TEXTAUSZUG:
Der schnelle Weg zum großen Erfolg

Was als kleines Projekt begann, hat sich in den letzten Jahren zu einer riesigen Community entwickelt und das nicht nur in Deutschland. Mittlerweile gibt es Ableger von vinted.lt (so heißt die litauische Version) auch in Polen, Tschechien, Großbritannien und den USA. Wo früher Leute in ihrer Freizeit an der Website bastelten und Fragen beantworteten, arbeiten heute 130 Festangestellte und mehr als 50 freischaffende Menschen. Die Finanzierung erfolgte über zwei millionenschwere Investments von Accel Partners und Insight Venture Partners.

Das Kleiderkreisel und keiner seiner Brüder schwarze Zahlen durch den Verkauf von Werbung allein schreiben können, ist dem nachdenkenden Mitglied schnell klar. Trotzdem brach ein wahrer Proteststurm los, als die Macher der Seite vor einigen Wochen verkündeten ein Bezahlungssystem einzurichten, dass die Transaktionen zwar sicherer, aber auch gebührenpflichtig machen würde.

Kleiderkreisel

Immer für Liebe, niemals für Geld

Slogans wie „Kommerzkreisel“ und „Immer für Liebe, niemals für Geld“ wurden entworfen und als Kommentare und Profilbild-Botschaften verbreitet. Die Mitglieder begannen verzweifelt nach Alternativen zu suchen. Seiten wie Kleiderkorb waren aber kaum dem Ansturm der Neuanmeldungen in den ersten Tagen gewachsen und die Seite ständig nicht erreichbar. Briefe an Zeitungen und Pressestellen führten mittlerweile dazu, dass die Deutsche Umweltstiftung plant, eine nachhaltige Tauschplattform zu entwickeln.

AUFGABE: Schreibe den Abschnitt des Textauszugs über Kleiderkreisel ab, der mit den Worten „Was als kleines“ einsetzt und mit „Insight Venture Partners.“ schließt. Ersetze dabei „Community“ durch „Gemeinschaft“.

VORLIEGENDE ANGABEN:

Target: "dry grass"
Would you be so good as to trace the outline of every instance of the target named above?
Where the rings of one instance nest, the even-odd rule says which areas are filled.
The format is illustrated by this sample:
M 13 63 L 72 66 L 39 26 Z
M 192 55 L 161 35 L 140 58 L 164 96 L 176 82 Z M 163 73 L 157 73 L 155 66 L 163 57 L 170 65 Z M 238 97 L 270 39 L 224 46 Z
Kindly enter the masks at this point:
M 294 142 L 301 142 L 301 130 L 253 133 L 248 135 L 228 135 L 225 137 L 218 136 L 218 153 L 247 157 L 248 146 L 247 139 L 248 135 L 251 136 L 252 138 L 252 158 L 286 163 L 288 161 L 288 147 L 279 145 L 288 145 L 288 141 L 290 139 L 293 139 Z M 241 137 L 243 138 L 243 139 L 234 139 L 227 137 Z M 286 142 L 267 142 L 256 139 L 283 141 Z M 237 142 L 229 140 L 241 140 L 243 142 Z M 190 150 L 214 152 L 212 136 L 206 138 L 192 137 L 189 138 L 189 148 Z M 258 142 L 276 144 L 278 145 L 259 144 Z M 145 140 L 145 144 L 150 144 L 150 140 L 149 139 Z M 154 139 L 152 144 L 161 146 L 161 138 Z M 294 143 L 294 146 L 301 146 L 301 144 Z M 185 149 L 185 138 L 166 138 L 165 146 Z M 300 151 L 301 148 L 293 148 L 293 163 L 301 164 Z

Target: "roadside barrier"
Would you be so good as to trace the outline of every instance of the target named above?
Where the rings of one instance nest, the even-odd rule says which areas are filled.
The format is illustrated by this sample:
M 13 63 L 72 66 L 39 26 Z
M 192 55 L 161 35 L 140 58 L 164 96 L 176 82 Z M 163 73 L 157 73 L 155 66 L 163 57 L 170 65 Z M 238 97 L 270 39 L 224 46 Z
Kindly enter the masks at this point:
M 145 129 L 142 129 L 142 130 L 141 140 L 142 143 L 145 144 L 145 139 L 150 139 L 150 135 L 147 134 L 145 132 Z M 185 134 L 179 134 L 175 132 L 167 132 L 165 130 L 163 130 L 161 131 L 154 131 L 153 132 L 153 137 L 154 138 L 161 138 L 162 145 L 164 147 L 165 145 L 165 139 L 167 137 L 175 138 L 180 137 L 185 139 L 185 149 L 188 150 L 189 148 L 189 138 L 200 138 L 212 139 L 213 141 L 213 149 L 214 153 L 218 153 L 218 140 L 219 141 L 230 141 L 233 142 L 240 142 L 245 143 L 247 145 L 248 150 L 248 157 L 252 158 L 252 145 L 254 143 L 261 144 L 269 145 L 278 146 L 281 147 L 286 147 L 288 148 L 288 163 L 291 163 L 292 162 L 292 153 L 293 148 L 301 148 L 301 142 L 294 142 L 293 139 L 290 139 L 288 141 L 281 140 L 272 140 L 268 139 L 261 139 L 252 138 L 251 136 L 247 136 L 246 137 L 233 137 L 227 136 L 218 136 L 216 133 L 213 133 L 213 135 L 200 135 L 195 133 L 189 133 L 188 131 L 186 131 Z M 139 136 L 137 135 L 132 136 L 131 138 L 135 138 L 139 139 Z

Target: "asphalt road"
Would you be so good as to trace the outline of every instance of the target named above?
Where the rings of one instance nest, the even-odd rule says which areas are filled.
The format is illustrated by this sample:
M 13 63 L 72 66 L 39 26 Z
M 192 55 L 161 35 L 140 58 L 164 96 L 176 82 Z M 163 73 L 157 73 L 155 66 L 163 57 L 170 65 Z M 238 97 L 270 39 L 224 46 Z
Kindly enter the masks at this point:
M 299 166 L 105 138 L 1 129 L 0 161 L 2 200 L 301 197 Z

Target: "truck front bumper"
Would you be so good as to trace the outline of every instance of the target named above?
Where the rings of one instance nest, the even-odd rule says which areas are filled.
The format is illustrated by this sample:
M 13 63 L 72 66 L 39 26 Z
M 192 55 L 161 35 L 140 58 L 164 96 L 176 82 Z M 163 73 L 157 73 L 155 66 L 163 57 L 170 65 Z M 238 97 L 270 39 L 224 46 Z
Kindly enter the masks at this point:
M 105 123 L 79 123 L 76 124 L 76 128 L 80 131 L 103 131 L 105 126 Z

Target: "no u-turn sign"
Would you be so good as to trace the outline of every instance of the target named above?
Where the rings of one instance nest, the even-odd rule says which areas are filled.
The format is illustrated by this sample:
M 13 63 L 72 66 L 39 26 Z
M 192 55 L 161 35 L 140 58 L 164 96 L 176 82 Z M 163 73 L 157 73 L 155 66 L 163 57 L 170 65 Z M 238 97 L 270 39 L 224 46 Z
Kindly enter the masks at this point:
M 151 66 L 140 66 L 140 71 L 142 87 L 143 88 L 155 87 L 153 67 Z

GELÖSTE AUFGABE:
Was als kleines Projekt begann, hat sich in den letzten Jahren zu einer riesigen Gemeinschaft entwickelt und das nicht nur in Deutschland. Mittlerweile gibt es Ableger von vinted.lt (so heißt die litauische Version) auch in Polen, Tschechien, Großbritannien und den USA. Wo früher Leute in ihrer Freizeit an der Website bastelten und Fragen beantworteten, arbeiten heute 130 Festangestellte und mehr als 50 freischaffende Menschen. Die Finanzierung erfolgte über zwei millionenschwere Investments von Accel Partners und Insight Venture Partners.